Historische Karikatur von feiernden Männern in Burschenschaftskleidern, mit Säbeln und Bierkrügen unter einem Banner "Paradies" und vor einem großen Weinfass mit der Aufschrift "Geschenk der Stadt Jena"

Der diesjährige Stadtgeschichtstag präsentiert Filme über die Paradiesfeste und Stadtjubiläen von 1936 bzw. 1986

Die akademische und städtische Festkultur Jenas verband sich spätestens seit der 300-Jahr-Feier der Universität 1858 mit dem Namen des vor den Toren der Stadt gelegenen Jenaer Paradieses. Die seither begründete Tradition der Paradiesfeste bildet den Schwerpunkt einer multimedialen Präsentation, die Doris Weilandt auf dem Zwölften Tag der Stadtgeschichte am 8. Oktober 2022 ab 10:00 Uhr im Historischen Rathaus Jena vorstellen wird.

▶ **AUFGABE 1**: Welche Jahreszahlen kommen im Text über die Jenaer Paradiesfeste vor? Nennen Sie alle.
▶ **AUFGABE 2**:
Beantworten Sie diese Fragen zum Text über die Jenaer Paradiesfeste:
(a) Wer stellt die multimediale Präsentation vor?
(b) In welchem Gebäude findet der Zwölfte Tag der Stadtgeschichte statt?
(c) Welche Aufschrift trägt das Weinfass auf der Karikatur?
▶ **AUFGABE 3**: Geben Sie den Abschnitt aus dem Text über die Jenaer Paradiesfeste wortgetreu wieder, von „Die akademische und“ bis „Jena vorstellen wird.“.
Die Datensätze stammen aus einer anderen Quelle.

▶ **BEREITGESTELLTE DATENSÄTZE**:
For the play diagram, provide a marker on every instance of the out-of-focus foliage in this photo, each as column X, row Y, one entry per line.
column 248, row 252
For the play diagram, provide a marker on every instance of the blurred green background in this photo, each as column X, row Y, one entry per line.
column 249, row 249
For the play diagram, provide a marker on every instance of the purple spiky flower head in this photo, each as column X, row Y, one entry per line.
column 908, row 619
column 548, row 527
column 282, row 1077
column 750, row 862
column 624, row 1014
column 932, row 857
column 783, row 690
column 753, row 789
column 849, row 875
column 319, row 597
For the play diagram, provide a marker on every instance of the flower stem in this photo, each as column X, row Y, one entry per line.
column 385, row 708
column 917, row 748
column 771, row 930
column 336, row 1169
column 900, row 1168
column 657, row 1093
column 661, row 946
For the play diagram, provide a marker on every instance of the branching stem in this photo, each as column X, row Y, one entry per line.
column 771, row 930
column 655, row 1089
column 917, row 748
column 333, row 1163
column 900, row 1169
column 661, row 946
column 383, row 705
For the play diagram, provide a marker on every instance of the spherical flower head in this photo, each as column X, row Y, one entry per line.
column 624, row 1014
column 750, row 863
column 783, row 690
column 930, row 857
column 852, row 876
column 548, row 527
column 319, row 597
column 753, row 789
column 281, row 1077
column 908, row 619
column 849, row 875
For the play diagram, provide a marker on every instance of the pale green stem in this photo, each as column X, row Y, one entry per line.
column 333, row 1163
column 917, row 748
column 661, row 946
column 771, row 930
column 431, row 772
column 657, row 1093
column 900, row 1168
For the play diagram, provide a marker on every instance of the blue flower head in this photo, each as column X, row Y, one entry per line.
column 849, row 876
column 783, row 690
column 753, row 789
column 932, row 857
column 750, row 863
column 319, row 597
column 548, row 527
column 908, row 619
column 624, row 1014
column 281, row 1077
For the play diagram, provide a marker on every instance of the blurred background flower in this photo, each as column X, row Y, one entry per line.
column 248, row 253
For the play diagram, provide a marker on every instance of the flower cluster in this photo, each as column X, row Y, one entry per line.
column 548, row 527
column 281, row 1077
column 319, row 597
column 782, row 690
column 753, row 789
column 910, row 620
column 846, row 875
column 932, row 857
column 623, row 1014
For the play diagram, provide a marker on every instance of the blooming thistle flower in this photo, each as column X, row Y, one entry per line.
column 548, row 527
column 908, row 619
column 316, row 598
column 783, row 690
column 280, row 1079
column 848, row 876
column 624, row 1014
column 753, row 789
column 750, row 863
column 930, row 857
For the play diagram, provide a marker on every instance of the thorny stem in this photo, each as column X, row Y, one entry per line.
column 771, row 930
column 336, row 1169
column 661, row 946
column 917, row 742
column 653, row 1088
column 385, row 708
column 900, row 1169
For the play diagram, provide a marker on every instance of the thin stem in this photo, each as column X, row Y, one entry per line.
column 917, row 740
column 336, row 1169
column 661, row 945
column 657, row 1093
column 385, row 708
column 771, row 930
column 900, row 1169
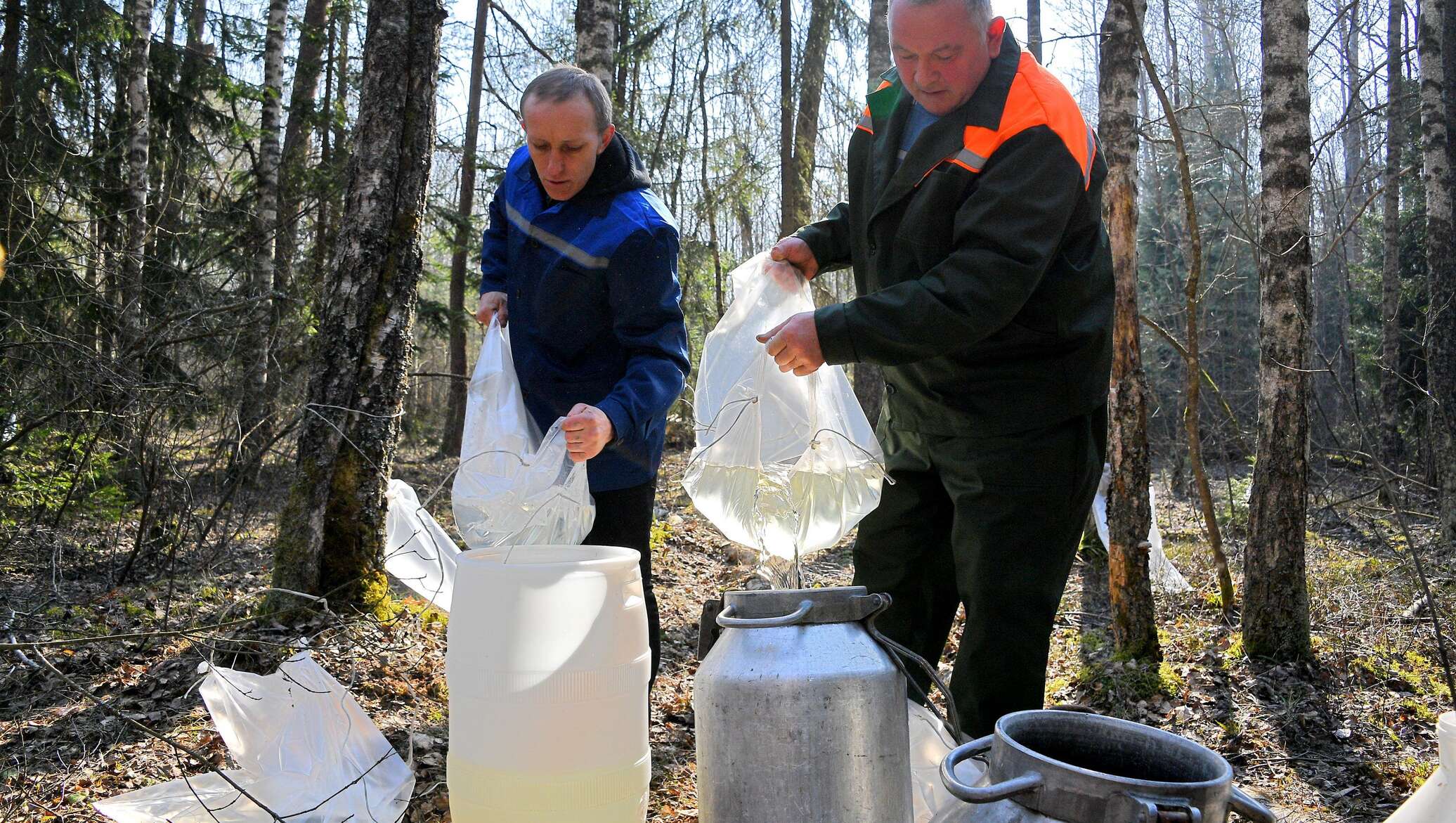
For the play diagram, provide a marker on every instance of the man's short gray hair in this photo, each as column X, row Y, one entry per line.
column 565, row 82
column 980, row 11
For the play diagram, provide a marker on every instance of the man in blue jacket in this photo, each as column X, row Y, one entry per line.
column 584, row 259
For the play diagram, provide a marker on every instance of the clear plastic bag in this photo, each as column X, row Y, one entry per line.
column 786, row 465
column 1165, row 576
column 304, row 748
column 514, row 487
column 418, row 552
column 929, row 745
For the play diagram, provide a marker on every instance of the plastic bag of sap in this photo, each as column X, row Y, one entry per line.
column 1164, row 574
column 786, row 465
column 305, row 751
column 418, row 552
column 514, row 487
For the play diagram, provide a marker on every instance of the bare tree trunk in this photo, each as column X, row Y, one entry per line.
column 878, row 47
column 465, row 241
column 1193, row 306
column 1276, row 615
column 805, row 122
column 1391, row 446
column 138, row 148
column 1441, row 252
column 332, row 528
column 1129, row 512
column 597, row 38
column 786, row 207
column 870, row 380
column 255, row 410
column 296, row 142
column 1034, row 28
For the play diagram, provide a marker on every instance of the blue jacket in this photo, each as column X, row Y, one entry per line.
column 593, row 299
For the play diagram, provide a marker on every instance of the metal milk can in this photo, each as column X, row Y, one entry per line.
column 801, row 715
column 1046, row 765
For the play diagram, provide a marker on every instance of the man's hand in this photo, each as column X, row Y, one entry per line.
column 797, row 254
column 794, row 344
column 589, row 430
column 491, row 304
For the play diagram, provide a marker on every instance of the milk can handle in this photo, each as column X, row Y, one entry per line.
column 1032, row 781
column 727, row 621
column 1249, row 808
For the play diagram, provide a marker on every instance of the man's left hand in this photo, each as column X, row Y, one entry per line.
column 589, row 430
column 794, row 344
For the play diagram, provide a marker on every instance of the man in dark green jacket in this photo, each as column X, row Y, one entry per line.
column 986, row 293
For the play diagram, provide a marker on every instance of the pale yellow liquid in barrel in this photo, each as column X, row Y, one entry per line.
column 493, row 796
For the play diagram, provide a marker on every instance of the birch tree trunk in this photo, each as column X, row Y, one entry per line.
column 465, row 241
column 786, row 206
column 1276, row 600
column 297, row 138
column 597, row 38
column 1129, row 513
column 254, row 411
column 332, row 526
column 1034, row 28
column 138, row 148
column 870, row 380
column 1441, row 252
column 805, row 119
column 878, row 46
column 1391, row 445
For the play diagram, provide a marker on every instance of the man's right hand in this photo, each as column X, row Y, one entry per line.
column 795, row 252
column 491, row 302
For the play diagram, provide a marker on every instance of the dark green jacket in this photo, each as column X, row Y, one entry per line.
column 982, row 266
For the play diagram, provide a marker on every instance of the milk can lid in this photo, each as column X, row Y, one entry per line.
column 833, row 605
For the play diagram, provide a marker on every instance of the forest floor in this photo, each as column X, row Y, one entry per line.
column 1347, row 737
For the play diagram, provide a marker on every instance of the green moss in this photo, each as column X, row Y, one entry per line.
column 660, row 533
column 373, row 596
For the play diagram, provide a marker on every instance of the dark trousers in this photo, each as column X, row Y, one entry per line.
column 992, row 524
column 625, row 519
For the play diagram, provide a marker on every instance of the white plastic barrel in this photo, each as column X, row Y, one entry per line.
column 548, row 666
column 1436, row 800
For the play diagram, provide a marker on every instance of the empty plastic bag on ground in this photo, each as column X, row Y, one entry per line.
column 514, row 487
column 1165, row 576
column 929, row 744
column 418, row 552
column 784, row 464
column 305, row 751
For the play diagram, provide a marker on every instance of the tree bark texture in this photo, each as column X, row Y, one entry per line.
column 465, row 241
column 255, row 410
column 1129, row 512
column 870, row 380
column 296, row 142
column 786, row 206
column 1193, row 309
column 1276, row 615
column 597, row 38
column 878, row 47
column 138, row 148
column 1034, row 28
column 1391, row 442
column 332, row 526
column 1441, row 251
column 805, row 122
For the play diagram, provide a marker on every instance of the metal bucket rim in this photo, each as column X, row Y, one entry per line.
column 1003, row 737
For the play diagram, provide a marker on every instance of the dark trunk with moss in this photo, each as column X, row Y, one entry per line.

▶ **ERWARTETE ANTWORT 1**: 1936, 1986, 1858, 2022

▶ **ERWARTETE ANTWORT 2**:
(a) Doris Weilandt
(b) Im Historischen Rathaus Jena
(c) „Geschenk der Stadt Jena“

▶ **ERWARTETE ANTWORT 3**:
Die akademische und städtische Festkultur Jenas verband sich spätestens seit der 300-Jahr-Feier der Universität 1858 mit dem Namen des vor den Toren der Stadt gelegenen Jenaer Paradieses. Die seither begründete Tradition der Paradiesfeste bildet den Schwerpunkt einer multimedialen Präsentation, die Doris Weilandt auf dem Zwölften Tag der Stadtgeschichte am 8. Oktober 2022 ab 10:00 Uhr im Historischen Rathaus Jena vorstellen wird.